Point labeling examples
-------

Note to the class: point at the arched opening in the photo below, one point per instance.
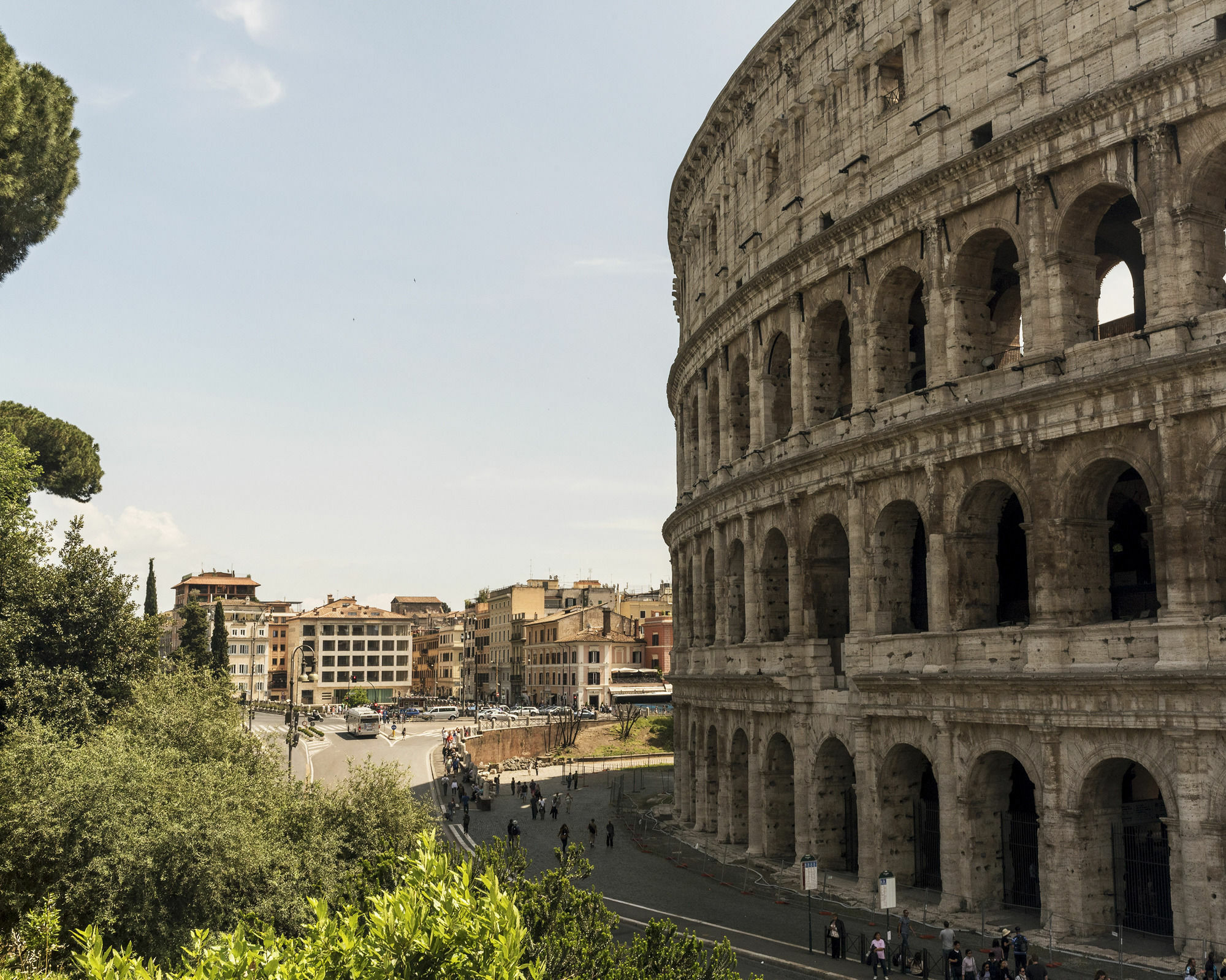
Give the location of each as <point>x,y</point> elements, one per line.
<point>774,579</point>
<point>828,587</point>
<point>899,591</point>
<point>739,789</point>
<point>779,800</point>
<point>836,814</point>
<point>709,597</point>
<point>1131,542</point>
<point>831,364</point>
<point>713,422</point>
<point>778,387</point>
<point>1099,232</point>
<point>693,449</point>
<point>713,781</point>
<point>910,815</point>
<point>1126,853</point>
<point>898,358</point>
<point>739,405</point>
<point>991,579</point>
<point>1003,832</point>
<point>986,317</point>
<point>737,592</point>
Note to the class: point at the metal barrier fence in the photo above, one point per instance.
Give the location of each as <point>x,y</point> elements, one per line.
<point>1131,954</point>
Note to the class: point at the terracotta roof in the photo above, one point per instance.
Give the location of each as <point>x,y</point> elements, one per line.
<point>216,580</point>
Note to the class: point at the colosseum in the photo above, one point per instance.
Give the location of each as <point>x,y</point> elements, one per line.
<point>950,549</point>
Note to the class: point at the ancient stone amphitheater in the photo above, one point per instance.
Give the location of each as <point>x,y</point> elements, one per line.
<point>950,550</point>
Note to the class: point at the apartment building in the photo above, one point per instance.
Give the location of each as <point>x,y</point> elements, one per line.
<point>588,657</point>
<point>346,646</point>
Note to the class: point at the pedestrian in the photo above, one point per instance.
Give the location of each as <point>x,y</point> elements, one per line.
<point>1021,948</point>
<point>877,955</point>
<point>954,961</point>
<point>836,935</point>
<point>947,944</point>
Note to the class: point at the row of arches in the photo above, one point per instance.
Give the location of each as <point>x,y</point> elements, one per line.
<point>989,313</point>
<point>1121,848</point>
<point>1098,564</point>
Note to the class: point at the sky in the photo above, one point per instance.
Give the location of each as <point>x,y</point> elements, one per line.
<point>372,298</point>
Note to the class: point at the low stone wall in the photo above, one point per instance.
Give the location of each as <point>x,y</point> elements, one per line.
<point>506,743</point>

-------

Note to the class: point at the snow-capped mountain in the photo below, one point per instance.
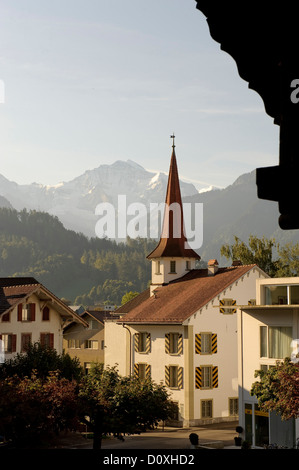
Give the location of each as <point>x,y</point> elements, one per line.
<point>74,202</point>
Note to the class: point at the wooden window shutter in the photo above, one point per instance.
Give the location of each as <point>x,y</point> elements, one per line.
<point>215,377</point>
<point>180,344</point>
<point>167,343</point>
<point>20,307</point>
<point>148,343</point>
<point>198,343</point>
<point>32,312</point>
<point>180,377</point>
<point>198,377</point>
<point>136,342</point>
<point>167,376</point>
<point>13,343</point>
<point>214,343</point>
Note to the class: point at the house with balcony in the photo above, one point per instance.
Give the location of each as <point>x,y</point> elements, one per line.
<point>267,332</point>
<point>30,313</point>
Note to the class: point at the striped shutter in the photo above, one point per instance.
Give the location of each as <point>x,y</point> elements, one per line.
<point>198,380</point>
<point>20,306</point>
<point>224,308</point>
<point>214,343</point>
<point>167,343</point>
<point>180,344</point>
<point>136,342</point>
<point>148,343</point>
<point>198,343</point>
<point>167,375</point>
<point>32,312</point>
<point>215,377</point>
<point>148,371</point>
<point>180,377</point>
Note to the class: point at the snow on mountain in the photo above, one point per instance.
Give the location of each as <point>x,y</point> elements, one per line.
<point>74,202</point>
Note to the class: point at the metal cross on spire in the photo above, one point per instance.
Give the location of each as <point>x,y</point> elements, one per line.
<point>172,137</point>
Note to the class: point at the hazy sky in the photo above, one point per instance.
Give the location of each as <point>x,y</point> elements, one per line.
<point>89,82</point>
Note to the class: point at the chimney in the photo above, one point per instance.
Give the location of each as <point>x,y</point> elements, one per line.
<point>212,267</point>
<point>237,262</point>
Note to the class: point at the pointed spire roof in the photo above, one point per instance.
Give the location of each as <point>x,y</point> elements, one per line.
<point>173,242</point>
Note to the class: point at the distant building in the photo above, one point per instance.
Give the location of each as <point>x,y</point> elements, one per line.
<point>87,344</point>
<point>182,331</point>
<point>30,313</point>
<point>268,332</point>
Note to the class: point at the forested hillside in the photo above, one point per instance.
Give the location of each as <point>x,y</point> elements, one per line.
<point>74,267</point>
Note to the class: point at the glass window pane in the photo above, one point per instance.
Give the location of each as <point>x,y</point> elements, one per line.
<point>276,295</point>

-------

Return the lines above exactly as they appear, beginning at the line that contains "Note to the class: point at the sky" and stopping after the line that contains "<point>372,298</point>".

▶ Answer to the exercise
Note to the class: point at the sky in the photo above, one point per instance.
Give the location of each as <point>x,y</point> elements, one per line.
<point>372,298</point>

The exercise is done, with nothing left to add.